WHAT TO DO ->
Extract each line of the data below that contains the string "bush", copying every such line in full.

━━━━━━━━━━━━━━━━

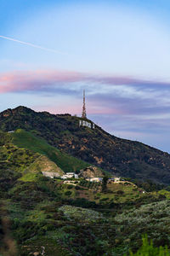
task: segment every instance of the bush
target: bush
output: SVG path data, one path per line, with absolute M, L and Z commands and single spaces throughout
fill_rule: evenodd
M 67 191 L 65 192 L 65 195 L 68 195 L 68 196 L 71 195 L 71 194 L 72 194 L 72 192 L 69 191 L 69 190 L 67 190 Z
M 142 247 L 136 253 L 130 251 L 129 256 L 170 256 L 170 250 L 167 247 L 154 247 L 152 241 L 149 242 L 146 235 L 143 236 L 142 240 Z

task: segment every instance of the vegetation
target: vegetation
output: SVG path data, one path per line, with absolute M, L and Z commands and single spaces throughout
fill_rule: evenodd
M 0 255 L 169 256 L 169 155 L 99 127 L 79 129 L 77 120 L 26 108 L 1 113 Z M 66 184 L 44 177 L 88 166 L 65 151 L 131 179 Z
M 143 236 L 143 245 L 136 253 L 130 252 L 130 256 L 169 256 L 170 250 L 167 247 L 155 247 L 152 241 L 149 242 L 147 236 Z
M 62 153 L 110 173 L 169 184 L 170 155 L 167 153 L 138 142 L 117 138 L 98 125 L 94 130 L 79 127 L 78 122 L 79 118 L 75 116 L 37 113 L 25 107 L 0 113 L 0 129 L 4 131 L 24 129 L 45 139 Z M 51 159 L 49 155 L 48 157 Z M 55 158 L 55 154 L 52 157 Z M 62 155 L 60 157 L 62 158 Z M 53 160 L 55 161 L 54 159 Z M 66 170 L 64 161 L 56 161 L 57 165 Z

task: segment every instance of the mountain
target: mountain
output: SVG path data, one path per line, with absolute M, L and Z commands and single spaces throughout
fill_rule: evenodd
M 129 248 L 140 247 L 144 233 L 155 247 L 169 244 L 165 186 L 146 192 L 132 182 L 110 181 L 103 191 L 101 183 L 45 177 L 42 172 L 68 170 L 102 176 L 103 170 L 61 152 L 37 132 L 0 131 L 0 255 L 128 255 Z
M 96 125 L 94 129 L 79 126 L 80 120 L 82 119 L 68 113 L 37 113 L 18 107 L 0 113 L 0 130 L 23 129 L 60 152 L 115 175 L 165 184 L 170 183 L 167 153 L 139 142 L 118 138 Z

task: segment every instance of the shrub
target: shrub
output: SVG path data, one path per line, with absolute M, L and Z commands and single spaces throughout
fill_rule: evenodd
M 142 247 L 136 253 L 130 251 L 129 256 L 170 256 L 170 250 L 167 247 L 154 247 L 152 241 L 149 241 L 146 235 L 143 236 L 142 240 Z
M 69 190 L 67 190 L 67 191 L 65 192 L 65 195 L 68 195 L 68 196 L 71 195 L 71 194 L 72 194 L 72 192 L 69 191 Z

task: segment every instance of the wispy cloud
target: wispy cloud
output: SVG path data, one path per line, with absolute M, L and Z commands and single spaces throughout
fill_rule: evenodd
M 62 51 L 60 51 L 60 50 L 42 47 L 42 46 L 40 46 L 40 45 L 37 45 L 37 44 L 31 44 L 31 43 L 28 43 L 28 42 L 20 41 L 20 40 L 12 38 L 4 37 L 4 36 L 0 36 L 0 38 L 3 38 L 3 39 L 6 39 L 6 40 L 8 40 L 8 41 L 13 41 L 13 42 L 15 42 L 15 43 L 19 43 L 19 44 L 25 44 L 25 45 L 27 45 L 27 46 L 31 46 L 31 47 L 33 47 L 33 48 L 37 48 L 37 49 L 46 50 L 46 51 L 50 51 L 50 52 L 60 54 L 60 55 L 68 55 L 65 52 L 62 52 Z
M 154 116 L 170 113 L 170 82 L 57 70 L 0 74 L 1 94 L 56 94 L 78 99 L 83 88 L 91 113 Z

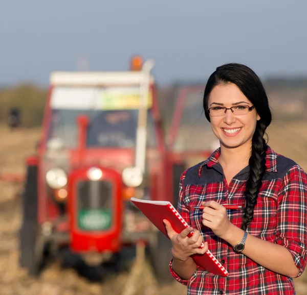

━━━━━━━━━━━━━━━━

FINISHED EXERCISE ->
task: segment every instance of the bush
target: bush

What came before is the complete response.